Selon l'extrait sur la centrale de Gardanne, quel bureau d'études les salariés ont-ils mandaté pour travailler sur le dossier ?

» **Extrait fourni**:
'''

De leur côté, les salariés n’ont toujours pas été reçus par le gouvernement. « On est les seuls à qui on explique rien », s’énerve Nadir Hadjali, secrétaire adjoint du syndicat CGT de la centrale de Gardanne. Alors que les élus était à Paris vendredi, ils ont occupé la chambre de commerce de Marseille pour se faire entendre. Ils réclament une réunion tripartite avec l’entreprise et l’Etat, ainsi qu’un moratoire pour trouver une solution alternative permettant de sauver leur outil de travail. Les salariés ont mandaté le bureau d’études Berim pour plancher sur le dossier. Ce dernier a notamment travailler sur la fermeture de la centrale à Charbon de Montceau-les-Mines en 2014 même si son projet n’a pas été retenu. « On a plein d’idées notamment sur la captation ou du stockage de CO2 pour rendre l’usine plus propre », avance Nadir Hadjali. De son côté, Uniper a également lancé un appel à initiative pour trouver une solution industrielle. La direction doit présenter les projets retenus dans trois mois aux salariés.

'''

» **Données d'expressions référentielles à partir de photos**:
'''

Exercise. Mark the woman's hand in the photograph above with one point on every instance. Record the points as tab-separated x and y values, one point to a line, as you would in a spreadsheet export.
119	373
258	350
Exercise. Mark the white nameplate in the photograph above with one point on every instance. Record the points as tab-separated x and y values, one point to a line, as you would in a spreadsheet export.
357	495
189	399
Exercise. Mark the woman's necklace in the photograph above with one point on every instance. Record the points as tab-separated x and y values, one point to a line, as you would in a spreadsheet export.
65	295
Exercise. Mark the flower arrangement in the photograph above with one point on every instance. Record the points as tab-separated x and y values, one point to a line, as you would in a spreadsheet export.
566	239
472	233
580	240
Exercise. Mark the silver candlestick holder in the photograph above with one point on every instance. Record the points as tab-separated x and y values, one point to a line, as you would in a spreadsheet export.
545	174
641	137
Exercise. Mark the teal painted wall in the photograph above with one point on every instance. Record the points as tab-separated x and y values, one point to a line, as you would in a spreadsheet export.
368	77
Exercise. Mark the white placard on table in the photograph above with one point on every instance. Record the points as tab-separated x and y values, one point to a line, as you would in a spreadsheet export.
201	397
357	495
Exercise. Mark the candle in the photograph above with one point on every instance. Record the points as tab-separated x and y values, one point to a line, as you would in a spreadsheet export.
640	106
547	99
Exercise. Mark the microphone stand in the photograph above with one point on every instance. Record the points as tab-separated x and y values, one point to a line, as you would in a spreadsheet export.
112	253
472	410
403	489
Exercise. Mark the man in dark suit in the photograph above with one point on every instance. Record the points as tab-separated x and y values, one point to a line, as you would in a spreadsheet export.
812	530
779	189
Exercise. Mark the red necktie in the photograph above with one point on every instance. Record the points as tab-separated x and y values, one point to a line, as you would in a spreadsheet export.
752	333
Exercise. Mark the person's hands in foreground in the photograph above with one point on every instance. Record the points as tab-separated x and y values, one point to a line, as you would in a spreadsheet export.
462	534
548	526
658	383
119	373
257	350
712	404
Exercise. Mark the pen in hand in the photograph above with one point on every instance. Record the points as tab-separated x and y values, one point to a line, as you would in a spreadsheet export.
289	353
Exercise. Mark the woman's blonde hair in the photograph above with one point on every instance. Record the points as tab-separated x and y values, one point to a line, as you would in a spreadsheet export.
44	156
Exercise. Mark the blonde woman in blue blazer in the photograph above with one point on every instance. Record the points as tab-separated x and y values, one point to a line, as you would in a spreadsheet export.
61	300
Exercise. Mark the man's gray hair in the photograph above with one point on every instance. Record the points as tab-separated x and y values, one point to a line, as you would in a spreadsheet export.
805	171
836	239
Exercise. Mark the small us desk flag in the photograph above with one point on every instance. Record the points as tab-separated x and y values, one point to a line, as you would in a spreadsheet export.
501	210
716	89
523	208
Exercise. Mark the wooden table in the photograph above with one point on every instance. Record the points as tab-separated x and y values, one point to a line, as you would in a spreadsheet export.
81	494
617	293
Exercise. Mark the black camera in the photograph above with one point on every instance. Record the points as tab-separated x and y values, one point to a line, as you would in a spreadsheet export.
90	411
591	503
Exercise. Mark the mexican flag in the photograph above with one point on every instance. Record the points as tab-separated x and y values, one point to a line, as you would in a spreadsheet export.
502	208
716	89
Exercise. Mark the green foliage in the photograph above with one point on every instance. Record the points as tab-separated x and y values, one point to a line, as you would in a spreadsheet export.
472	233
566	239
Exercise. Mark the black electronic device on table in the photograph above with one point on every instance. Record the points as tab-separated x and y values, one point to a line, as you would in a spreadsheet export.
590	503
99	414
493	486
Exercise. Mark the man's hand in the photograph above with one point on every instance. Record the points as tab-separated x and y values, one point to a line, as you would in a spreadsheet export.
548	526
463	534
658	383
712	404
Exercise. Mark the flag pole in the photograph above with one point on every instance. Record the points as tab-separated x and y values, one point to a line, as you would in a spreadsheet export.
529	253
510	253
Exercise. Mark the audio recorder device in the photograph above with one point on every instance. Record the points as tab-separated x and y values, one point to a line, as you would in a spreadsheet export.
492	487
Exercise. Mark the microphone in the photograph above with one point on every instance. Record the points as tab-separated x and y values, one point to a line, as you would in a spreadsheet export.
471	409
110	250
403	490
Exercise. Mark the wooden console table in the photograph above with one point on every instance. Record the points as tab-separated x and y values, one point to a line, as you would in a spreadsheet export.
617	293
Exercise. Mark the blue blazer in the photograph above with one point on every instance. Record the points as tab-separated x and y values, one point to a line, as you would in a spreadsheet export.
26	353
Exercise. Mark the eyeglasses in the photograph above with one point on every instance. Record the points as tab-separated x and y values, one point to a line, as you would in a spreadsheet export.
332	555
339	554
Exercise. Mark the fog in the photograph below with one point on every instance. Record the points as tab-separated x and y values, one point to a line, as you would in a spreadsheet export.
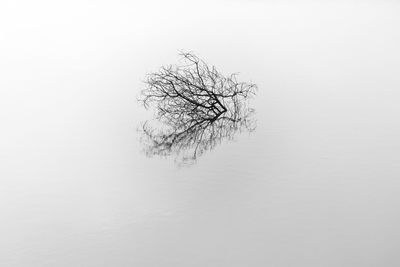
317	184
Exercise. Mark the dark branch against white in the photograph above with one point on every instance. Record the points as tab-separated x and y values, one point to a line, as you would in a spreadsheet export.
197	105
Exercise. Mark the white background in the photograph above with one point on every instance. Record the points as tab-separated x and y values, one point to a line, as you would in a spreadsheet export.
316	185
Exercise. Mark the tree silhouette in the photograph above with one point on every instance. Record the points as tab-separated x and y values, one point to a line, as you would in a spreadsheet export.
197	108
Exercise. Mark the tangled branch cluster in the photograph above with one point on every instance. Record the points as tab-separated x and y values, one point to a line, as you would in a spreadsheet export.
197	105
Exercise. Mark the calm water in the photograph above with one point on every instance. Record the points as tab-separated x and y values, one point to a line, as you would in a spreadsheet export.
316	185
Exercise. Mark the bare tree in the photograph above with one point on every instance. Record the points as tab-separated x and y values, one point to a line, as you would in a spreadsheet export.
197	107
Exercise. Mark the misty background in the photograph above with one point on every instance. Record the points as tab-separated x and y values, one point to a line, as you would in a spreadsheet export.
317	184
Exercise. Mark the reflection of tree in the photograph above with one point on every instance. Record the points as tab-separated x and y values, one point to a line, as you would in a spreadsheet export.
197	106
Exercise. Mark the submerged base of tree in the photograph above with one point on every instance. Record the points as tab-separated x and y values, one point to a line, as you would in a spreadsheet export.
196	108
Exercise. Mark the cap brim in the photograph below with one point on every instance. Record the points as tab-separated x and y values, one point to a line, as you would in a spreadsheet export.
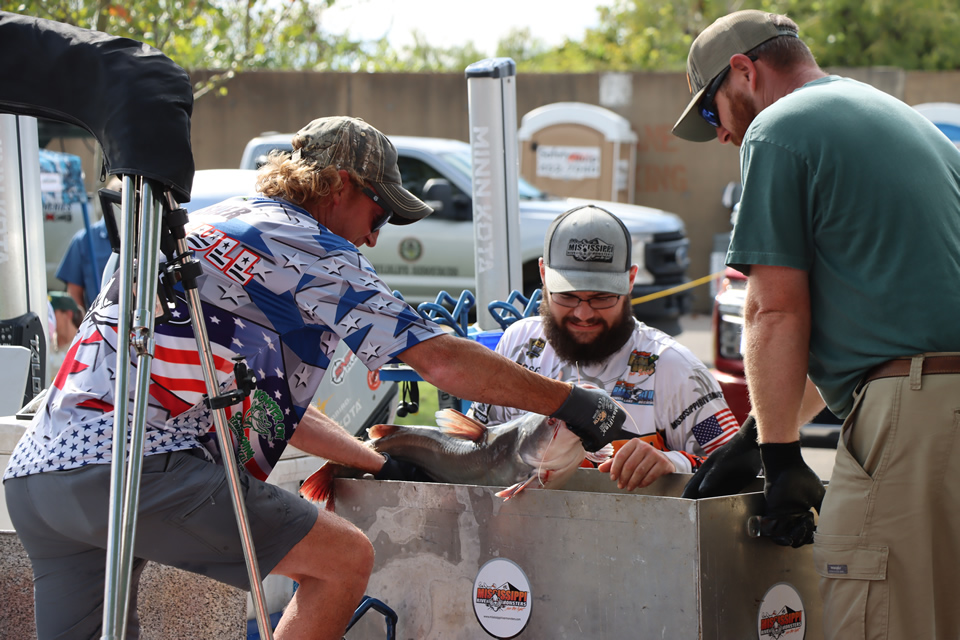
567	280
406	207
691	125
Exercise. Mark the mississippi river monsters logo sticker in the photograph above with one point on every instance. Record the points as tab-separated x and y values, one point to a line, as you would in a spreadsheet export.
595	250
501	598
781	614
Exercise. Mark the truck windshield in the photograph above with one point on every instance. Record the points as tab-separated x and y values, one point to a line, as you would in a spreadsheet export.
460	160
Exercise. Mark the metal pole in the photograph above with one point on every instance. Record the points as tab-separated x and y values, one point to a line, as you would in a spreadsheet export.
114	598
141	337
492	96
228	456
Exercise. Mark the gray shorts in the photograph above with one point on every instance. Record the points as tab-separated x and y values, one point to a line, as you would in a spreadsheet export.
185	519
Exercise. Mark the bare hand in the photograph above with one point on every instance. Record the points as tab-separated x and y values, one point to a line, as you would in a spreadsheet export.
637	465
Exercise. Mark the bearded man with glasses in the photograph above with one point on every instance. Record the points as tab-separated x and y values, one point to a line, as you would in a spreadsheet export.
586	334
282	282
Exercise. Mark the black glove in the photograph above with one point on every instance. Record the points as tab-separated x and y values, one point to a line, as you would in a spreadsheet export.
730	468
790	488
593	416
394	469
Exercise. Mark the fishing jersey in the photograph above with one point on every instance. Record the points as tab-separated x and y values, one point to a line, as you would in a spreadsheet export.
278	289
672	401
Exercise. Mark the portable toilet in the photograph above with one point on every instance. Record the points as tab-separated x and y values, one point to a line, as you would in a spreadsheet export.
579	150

'''
'''

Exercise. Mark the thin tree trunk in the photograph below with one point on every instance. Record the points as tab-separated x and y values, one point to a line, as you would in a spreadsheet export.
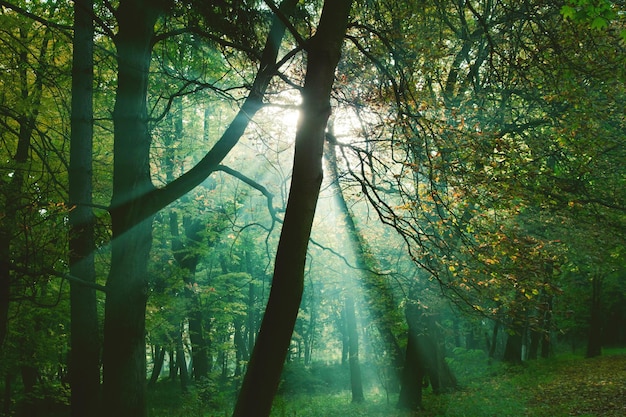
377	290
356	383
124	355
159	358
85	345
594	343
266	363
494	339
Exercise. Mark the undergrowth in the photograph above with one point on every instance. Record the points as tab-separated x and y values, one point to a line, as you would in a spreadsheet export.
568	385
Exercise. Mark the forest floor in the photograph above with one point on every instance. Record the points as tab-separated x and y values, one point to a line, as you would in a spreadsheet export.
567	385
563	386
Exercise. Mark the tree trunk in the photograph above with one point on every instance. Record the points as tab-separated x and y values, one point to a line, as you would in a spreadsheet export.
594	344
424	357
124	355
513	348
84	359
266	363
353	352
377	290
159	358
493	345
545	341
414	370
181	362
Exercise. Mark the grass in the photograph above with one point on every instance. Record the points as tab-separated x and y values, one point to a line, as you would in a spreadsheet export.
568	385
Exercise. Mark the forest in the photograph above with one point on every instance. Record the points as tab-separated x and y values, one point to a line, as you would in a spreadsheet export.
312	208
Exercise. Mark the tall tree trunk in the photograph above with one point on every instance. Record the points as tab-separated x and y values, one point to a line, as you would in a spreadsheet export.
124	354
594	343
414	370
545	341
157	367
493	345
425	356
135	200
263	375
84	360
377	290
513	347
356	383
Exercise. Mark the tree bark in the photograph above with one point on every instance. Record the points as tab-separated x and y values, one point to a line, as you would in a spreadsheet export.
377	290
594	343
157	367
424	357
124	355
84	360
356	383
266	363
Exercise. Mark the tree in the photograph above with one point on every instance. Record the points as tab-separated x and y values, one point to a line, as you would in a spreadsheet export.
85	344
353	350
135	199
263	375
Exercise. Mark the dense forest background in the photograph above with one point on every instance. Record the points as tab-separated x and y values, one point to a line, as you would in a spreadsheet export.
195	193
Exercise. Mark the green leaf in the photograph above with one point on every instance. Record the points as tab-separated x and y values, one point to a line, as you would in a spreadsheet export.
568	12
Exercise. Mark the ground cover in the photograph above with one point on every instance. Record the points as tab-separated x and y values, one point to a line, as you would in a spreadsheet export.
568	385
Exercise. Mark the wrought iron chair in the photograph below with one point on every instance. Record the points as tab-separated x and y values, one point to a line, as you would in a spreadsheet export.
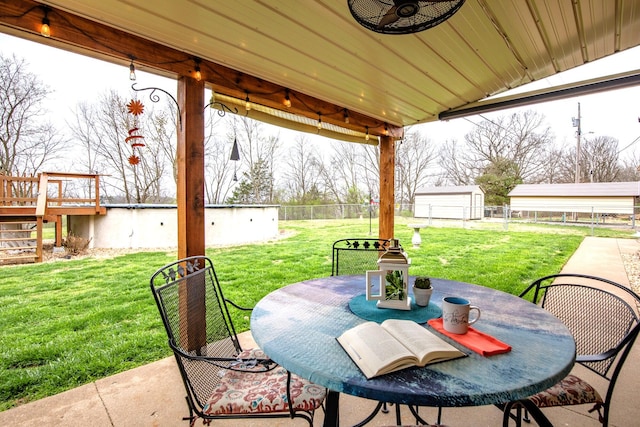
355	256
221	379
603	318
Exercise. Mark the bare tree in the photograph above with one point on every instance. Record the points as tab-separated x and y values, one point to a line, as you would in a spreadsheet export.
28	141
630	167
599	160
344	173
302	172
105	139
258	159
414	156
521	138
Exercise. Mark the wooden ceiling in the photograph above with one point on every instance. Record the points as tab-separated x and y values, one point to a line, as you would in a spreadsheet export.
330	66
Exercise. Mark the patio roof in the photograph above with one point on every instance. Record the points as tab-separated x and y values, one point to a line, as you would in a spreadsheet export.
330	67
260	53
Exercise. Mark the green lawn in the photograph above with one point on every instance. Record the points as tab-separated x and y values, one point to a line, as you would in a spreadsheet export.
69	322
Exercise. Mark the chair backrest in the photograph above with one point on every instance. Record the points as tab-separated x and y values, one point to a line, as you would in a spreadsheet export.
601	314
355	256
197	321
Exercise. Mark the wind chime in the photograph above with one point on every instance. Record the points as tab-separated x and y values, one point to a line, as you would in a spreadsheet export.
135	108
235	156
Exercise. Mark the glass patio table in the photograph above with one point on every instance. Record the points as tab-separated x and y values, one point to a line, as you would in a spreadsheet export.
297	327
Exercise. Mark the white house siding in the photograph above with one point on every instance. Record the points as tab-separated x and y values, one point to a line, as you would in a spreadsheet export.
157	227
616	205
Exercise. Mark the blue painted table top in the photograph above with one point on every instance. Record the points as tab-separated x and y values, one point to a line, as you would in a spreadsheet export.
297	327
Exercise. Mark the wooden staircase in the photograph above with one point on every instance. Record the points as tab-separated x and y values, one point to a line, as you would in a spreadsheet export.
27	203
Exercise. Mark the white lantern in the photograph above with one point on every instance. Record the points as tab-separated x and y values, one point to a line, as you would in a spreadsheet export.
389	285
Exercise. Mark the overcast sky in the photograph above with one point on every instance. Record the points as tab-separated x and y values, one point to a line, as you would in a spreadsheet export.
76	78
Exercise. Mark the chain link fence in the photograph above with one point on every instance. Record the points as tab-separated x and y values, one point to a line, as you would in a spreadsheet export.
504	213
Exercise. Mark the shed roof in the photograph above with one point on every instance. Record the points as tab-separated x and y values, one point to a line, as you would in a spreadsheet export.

'''
'''

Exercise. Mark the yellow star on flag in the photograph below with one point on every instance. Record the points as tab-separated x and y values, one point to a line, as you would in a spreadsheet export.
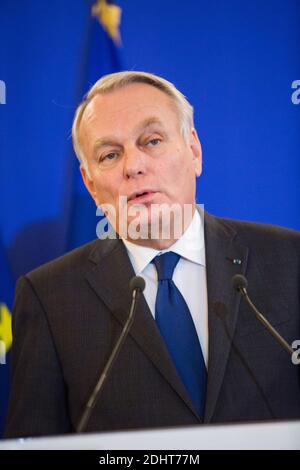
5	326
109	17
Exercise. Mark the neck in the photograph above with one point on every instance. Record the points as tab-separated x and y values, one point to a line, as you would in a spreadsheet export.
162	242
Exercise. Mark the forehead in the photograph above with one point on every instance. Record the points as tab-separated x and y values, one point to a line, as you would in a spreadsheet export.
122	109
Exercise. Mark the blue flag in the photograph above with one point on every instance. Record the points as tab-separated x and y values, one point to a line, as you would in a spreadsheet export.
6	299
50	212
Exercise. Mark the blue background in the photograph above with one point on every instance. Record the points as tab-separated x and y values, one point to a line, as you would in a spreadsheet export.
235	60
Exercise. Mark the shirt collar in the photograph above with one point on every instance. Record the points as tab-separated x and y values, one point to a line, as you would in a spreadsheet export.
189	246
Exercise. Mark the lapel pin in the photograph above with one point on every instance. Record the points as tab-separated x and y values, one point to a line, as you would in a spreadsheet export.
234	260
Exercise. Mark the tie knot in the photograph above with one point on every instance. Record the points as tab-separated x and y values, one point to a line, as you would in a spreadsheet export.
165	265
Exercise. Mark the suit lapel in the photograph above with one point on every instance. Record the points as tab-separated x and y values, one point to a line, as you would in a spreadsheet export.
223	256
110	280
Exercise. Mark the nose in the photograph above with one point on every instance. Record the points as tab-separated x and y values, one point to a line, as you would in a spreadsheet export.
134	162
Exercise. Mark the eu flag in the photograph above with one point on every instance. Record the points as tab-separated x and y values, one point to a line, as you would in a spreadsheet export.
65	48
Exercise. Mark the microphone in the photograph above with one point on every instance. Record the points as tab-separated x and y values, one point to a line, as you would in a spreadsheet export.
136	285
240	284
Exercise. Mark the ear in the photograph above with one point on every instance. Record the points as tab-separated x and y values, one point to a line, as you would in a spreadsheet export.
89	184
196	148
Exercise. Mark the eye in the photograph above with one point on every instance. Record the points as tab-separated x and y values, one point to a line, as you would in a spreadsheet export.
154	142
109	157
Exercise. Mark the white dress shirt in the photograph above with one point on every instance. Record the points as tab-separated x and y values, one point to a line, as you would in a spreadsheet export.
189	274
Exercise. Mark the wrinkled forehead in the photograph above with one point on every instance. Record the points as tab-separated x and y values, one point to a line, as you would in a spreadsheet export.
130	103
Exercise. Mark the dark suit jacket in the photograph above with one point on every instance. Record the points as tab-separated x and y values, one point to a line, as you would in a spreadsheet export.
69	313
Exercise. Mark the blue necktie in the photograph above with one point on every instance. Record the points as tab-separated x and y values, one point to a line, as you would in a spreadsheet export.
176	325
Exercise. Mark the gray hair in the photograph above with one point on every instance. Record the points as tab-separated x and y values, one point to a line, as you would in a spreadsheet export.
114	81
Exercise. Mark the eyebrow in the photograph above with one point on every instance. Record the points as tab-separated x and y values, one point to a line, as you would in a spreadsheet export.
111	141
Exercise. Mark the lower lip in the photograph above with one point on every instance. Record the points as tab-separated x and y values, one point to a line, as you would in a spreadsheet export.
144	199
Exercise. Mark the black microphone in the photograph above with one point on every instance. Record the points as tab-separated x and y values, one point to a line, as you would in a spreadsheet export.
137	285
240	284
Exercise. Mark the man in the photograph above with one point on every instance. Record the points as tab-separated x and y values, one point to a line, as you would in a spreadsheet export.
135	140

'''

» **Réponse attendue**:
Les salariés ont mandaté le bureau d'études Berim.